- [Data extract]:
::::::::::
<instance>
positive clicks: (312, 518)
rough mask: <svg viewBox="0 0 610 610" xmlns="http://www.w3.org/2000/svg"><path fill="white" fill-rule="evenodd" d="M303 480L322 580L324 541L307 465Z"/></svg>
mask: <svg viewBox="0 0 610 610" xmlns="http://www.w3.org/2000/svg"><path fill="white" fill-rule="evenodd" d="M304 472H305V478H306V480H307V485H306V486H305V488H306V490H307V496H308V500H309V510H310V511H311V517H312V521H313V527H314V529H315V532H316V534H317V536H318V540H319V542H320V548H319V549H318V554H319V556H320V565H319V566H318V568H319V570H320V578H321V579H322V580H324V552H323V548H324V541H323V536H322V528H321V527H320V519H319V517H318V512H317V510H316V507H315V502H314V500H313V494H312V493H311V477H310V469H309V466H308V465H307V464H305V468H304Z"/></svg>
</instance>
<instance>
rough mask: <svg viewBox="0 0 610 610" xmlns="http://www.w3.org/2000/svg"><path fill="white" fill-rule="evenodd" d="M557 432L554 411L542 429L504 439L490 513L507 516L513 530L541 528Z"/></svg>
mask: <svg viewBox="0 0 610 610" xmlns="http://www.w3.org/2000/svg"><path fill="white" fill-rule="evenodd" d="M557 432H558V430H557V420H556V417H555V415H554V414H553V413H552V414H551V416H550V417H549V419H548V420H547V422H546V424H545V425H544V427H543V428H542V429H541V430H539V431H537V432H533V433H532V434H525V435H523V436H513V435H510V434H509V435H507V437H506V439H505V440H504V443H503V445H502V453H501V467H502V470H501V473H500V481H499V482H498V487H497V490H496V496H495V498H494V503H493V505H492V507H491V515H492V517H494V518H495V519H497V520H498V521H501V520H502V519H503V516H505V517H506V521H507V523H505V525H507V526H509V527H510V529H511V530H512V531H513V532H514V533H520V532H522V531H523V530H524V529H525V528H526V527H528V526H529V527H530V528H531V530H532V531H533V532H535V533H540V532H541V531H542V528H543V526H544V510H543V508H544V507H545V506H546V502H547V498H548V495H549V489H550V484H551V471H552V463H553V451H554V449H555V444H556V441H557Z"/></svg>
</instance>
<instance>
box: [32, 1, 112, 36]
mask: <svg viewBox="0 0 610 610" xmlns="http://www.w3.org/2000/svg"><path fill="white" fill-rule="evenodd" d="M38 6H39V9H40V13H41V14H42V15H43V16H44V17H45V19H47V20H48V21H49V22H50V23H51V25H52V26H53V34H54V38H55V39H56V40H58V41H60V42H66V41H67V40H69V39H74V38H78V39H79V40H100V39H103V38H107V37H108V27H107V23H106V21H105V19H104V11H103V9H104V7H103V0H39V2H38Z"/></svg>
::::::::::
- [Task objective]: Update every row above by changing "rough mask" to "coarse mask" and leaving everything else as it is.

- [Problem solution]:
<instance>
positive clicks: (312, 518)
coarse mask: <svg viewBox="0 0 610 610" xmlns="http://www.w3.org/2000/svg"><path fill="white" fill-rule="evenodd" d="M303 480L322 580L324 541L307 465Z"/></svg>
mask: <svg viewBox="0 0 610 610" xmlns="http://www.w3.org/2000/svg"><path fill="white" fill-rule="evenodd" d="M304 472H305V478H306V480H307V485H306V486H305V488H306V490H307V496H308V500H309V510H310V511H311V517H312V521H313V527H314V529H315V532H316V534H317V536H318V540H319V542H320V548H319V549H318V554H319V556H320V565H319V566H318V568H319V570H320V578H321V579H322V580H324V552H323V548H324V541H323V536H322V528H321V527H320V519H319V517H318V512H317V510H316V507H315V502H314V500H313V494H312V493H311V477H310V469H309V466H308V465H307V464H305V468H304Z"/></svg>
</instance>
<instance>
coarse mask: <svg viewBox="0 0 610 610" xmlns="http://www.w3.org/2000/svg"><path fill="white" fill-rule="evenodd" d="M557 432L554 411L542 429L504 439L490 513L507 516L513 530L541 528Z"/></svg>
mask: <svg viewBox="0 0 610 610" xmlns="http://www.w3.org/2000/svg"><path fill="white" fill-rule="evenodd" d="M557 432H558V430H557V420H556V417H555V415H554V414H553V413H552V414H551V416H550V417H549V419H548V420H547V422H546V424H545V425H544V427H543V428H542V429H541V430H539V431H537V432H533V433H532V434H525V435H523V436H513V435H510V434H509V435H507V437H506V439H505V440H504V443H503V445H502V453H501V467H502V470H501V473H500V481H499V482H498V487H497V490H496V496H495V498H494V503H493V505H492V507H491V515H492V517H494V518H495V519H497V520H498V521H501V520H502V519H503V516H505V517H506V521H507V523H505V525H507V526H509V527H510V529H511V530H512V531H513V532H514V533H520V532H522V531H523V530H524V529H525V528H526V527H528V526H529V527H530V528H531V530H532V531H533V532H535V533H540V532H541V531H542V528H543V526H544V510H543V508H544V507H545V506H546V502H547V498H548V495H549V489H550V484H551V471H552V463H553V451H554V449H555V444H556V441H557Z"/></svg>
</instance>
<instance>
box: [32, 1, 112, 36]
mask: <svg viewBox="0 0 610 610" xmlns="http://www.w3.org/2000/svg"><path fill="white" fill-rule="evenodd" d="M38 6H39V9H40V13H41V14H42V15H43V16H44V17H45V19H47V20H48V21H49V22H50V23H51V25H52V26H53V34H54V38H55V39H56V40H58V41H60V42H66V41H67V40H69V39H74V38H78V39H79V40H100V39H103V38H107V37H108V27H107V23H106V21H105V19H104V11H103V9H104V7H103V0H39V2H38Z"/></svg>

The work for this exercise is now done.